[Begin Extracted data]
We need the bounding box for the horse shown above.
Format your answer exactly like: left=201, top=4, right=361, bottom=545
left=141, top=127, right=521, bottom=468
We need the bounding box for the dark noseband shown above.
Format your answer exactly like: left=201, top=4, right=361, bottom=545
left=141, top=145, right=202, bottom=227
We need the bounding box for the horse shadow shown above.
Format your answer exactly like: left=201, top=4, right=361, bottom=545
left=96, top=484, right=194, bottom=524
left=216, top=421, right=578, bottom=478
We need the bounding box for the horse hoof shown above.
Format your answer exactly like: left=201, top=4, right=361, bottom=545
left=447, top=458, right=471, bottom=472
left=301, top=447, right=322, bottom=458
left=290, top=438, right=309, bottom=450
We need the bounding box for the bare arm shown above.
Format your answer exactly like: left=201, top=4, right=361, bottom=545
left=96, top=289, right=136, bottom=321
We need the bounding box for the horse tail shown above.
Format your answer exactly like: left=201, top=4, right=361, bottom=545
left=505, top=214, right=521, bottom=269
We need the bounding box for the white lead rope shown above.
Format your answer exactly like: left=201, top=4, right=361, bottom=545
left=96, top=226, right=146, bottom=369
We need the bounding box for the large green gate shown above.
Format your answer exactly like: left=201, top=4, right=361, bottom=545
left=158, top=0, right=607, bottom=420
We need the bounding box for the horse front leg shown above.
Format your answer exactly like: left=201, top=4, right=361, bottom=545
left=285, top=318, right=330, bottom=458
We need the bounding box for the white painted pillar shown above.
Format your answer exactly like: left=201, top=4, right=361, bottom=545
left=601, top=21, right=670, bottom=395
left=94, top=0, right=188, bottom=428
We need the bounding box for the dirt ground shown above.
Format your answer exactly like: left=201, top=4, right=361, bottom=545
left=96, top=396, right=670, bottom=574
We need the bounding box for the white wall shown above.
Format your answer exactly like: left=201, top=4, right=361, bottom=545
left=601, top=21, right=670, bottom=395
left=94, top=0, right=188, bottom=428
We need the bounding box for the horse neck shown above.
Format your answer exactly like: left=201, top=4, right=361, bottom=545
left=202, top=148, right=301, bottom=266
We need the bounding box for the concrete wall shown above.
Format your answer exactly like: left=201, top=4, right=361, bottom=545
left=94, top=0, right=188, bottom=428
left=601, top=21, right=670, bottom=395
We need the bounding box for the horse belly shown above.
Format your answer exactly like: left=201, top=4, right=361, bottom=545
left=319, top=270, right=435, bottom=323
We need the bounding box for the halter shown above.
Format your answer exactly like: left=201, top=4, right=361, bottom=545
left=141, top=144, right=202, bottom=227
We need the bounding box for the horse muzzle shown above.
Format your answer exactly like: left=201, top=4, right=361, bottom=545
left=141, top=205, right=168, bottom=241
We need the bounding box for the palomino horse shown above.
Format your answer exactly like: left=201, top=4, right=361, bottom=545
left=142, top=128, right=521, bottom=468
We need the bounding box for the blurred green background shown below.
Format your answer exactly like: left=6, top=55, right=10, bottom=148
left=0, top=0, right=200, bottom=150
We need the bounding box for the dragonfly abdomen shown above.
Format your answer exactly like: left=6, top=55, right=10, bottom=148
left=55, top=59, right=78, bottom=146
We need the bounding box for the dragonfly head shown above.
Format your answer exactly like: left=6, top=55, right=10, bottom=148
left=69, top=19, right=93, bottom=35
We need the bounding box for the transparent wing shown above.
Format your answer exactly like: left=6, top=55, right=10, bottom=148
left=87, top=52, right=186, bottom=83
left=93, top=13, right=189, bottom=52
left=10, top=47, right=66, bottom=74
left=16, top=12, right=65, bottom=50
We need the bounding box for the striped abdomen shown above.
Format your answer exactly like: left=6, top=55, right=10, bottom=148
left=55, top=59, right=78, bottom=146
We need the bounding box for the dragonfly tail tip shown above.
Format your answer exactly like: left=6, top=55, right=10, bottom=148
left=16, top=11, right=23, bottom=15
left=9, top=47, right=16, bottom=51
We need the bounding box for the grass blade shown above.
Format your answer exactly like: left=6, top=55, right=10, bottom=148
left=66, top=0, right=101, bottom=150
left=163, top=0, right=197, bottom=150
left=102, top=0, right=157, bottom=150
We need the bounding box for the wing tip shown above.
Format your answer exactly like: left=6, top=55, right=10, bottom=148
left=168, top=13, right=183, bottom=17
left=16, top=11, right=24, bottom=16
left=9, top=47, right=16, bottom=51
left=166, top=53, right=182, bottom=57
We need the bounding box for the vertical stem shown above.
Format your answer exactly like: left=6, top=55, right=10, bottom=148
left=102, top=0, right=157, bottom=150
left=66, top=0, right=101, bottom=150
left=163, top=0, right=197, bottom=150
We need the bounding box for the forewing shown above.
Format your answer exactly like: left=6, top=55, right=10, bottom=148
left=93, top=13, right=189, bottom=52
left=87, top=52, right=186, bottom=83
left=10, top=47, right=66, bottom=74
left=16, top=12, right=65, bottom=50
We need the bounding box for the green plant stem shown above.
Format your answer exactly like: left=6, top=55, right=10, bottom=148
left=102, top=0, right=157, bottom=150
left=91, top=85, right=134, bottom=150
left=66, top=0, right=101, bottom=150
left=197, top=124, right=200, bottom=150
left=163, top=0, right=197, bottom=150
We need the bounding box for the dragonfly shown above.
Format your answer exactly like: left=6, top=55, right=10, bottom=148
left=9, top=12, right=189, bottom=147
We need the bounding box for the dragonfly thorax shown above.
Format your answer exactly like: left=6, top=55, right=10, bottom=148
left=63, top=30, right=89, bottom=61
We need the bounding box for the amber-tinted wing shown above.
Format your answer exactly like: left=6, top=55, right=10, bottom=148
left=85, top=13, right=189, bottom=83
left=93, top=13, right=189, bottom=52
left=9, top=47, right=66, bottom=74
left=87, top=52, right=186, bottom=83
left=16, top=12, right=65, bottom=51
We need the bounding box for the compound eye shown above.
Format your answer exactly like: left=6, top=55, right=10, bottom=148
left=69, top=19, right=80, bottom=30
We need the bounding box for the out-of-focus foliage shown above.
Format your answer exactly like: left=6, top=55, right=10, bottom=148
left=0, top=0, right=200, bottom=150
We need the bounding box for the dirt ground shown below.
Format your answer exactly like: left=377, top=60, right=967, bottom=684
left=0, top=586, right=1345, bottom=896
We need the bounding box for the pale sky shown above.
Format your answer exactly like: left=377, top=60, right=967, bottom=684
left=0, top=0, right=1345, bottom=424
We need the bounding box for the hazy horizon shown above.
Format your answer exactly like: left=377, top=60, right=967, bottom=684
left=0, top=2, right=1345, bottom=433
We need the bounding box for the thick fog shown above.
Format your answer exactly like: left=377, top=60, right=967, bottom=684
[End Extracted data]
Reproduce every item above word for word, line by line, without changing anything.

We need the bounding box for the horse shown above.
Format your answer exactly like: left=201, top=4, right=361, bottom=545
left=141, top=127, right=521, bottom=468
We need the bounding box for the dark noseband shown above.
Format your answer exactly like: left=201, top=4, right=361, bottom=545
left=141, top=145, right=202, bottom=227
We need the bounding box for the horse shadow shown above.
Format your answer exactly like: left=201, top=4, right=361, bottom=545
left=96, top=484, right=194, bottom=524
left=216, top=421, right=578, bottom=478
We need the bounding box for the horse hoof shown above.
Format your answer exactly like: left=201, top=4, right=361, bottom=545
left=447, top=458, right=471, bottom=472
left=301, top=447, right=322, bottom=458
left=290, top=438, right=309, bottom=450
We need the bounding box for the bare arm shown above.
Format your answer exactly like: left=201, top=4, right=361, bottom=545
left=96, top=289, right=136, bottom=321
We need the bounding box for the horse tail shown above.
Format your answer exactly like: left=201, top=4, right=361, bottom=545
left=505, top=214, right=521, bottom=269
We need the bounding box for the white lead rope shown above.
Format your answer exactly like: left=201, top=4, right=361, bottom=545
left=96, top=226, right=146, bottom=369
We need the bounding box for the large green gate shown above.
Format your answer exactly like: left=201, top=4, right=361, bottom=545
left=158, top=0, right=607, bottom=420
We need the bounding box for the horse front leg shown above.
Format your answer exactly like: left=201, top=4, right=361, bottom=545
left=285, top=318, right=330, bottom=458
We need the bounding box for the white painted pillar shown above.
Format your answer exactly like: left=201, top=4, right=361, bottom=545
left=601, top=21, right=670, bottom=395
left=94, top=0, right=188, bottom=428
We need the bounding box for the dirt ground shown above.
Format your answer exactly like: left=201, top=4, right=361, bottom=545
left=96, top=396, right=670, bottom=574
We need the bounding box for the white wall shown above.
Format your answer exactly like: left=201, top=4, right=361, bottom=545
left=601, top=21, right=670, bottom=395
left=94, top=0, right=188, bottom=428
We need the bounding box for the horse neck shown above.
Format your answer exactly like: left=201, top=4, right=361, bottom=545
left=202, top=148, right=301, bottom=266
We need the bounding box for the concrete wall shown above.
Format your answer exactly like: left=201, top=4, right=361, bottom=545
left=94, top=0, right=188, bottom=428
left=601, top=21, right=670, bottom=395
We need the bounding box for the horse belly shown above.
Format your answer exactly like: left=201, top=4, right=361, bottom=545
left=319, top=270, right=435, bottom=323
We need the bounding box for the halter shown above.
Format your answer exactly like: left=201, top=4, right=361, bottom=545
left=141, top=144, right=202, bottom=227
We need the bounding box for the horse muzzle shown above.
Format your answer exactly like: left=201, top=4, right=361, bottom=545
left=141, top=205, right=168, bottom=241
We need the bounding box for the palomino horse shown above.
Format your answer exactly like: left=201, top=4, right=361, bottom=545
left=142, top=128, right=521, bottom=468
We need the bounding box for the blurred green background shown below.
Format your answer exactly like: left=6, top=55, right=10, bottom=148
left=0, top=0, right=200, bottom=150
We need the bounding box for the dragonfly abdomen shown above.
Format your answer exactly like: left=6, top=55, right=10, bottom=148
left=55, top=59, right=78, bottom=146
We need the bounding box for the dragonfly head shown above.
Format your answer exactly like: left=6, top=55, right=10, bottom=148
left=69, top=19, right=93, bottom=35
We need the bounding box for the transparent wing shown above.
Format your answer exactly like: left=6, top=55, right=10, bottom=148
left=87, top=52, right=186, bottom=83
left=93, top=13, right=189, bottom=52
left=10, top=47, right=66, bottom=74
left=16, top=12, right=65, bottom=50
We need the bounding box for the striped abdomen shown above.
Format your answer exactly like: left=6, top=55, right=10, bottom=148
left=55, top=59, right=78, bottom=146
We need the bounding box for the dragonfly tail tip shown above.
Format your answer exactly like: left=6, top=55, right=10, bottom=148
left=16, top=11, right=23, bottom=15
left=9, top=47, right=16, bottom=51
We need the bounding box for the grass blade shown above.
Format your answer exactly like: left=6, top=55, right=10, bottom=148
left=66, top=0, right=101, bottom=150
left=163, top=0, right=197, bottom=150
left=102, top=0, right=157, bottom=150
We need the bounding box for the wing tip shown above.
Format your answer exactly like: left=6, top=55, right=10, bottom=148
left=168, top=13, right=183, bottom=17
left=16, top=11, right=24, bottom=16
left=9, top=47, right=16, bottom=51
left=166, top=53, right=182, bottom=57
We need the bounding box for the vertical stem shown above.
Format your answer exactly like: left=6, top=55, right=10, bottom=148
left=102, top=0, right=157, bottom=150
left=66, top=0, right=101, bottom=150
left=163, top=0, right=197, bottom=150
We need the bounding box for the forewing shown above.
Format your answer exactly like: left=6, top=55, right=10, bottom=148
left=93, top=13, right=189, bottom=52
left=87, top=52, right=186, bottom=83
left=10, top=47, right=66, bottom=74
left=16, top=12, right=65, bottom=50
We need the bounding box for the green plant stem shown above.
Format your answer exactly like: left=6, top=55, right=10, bottom=148
left=102, top=0, right=157, bottom=150
left=91, top=85, right=134, bottom=150
left=66, top=0, right=101, bottom=150
left=197, top=124, right=200, bottom=150
left=163, top=0, right=197, bottom=150
We need the bounding box for the dragonfly shown above.
Format your answer exactly like: left=6, top=55, right=10, bottom=148
left=9, top=12, right=189, bottom=147
We need the bounding box for the dragonfly thorax shown above.
Format your answer exactly like: left=6, top=55, right=10, bottom=148
left=63, top=30, right=89, bottom=61
We need the bounding box for the amber-tinted wing shown above.
Format your answer exactly like: left=6, top=55, right=10, bottom=148
left=85, top=13, right=189, bottom=83
left=93, top=13, right=189, bottom=52
left=9, top=47, right=66, bottom=74
left=87, top=52, right=186, bottom=83
left=16, top=12, right=65, bottom=51
We need the bounding box for the compound eye shown above.
Format your answer exactly like: left=6, top=55, right=10, bottom=148
left=69, top=19, right=80, bottom=30
We need the bounding box for the out-of-focus foliage shown above.
Format your answer exactly like: left=6, top=55, right=10, bottom=148
left=0, top=0, right=200, bottom=150
We need the bounding box for the dirt ground shown below.
Format your answer exactly like: left=377, top=60, right=967, bottom=684
left=0, top=586, right=1345, bottom=896
We need the bounding box for the pale sky shown above.
Format your answer exactly like: left=377, top=60, right=967, bottom=684
left=0, top=0, right=1345, bottom=424
We need the bounding box for the hazy horizon shown above.
Format your answer exactly like: left=377, top=60, right=967, bottom=684
left=0, top=2, right=1345, bottom=433
We need the bounding box for the thick fog shown above.
Format your answer exactly like: left=377, top=60, right=967, bottom=684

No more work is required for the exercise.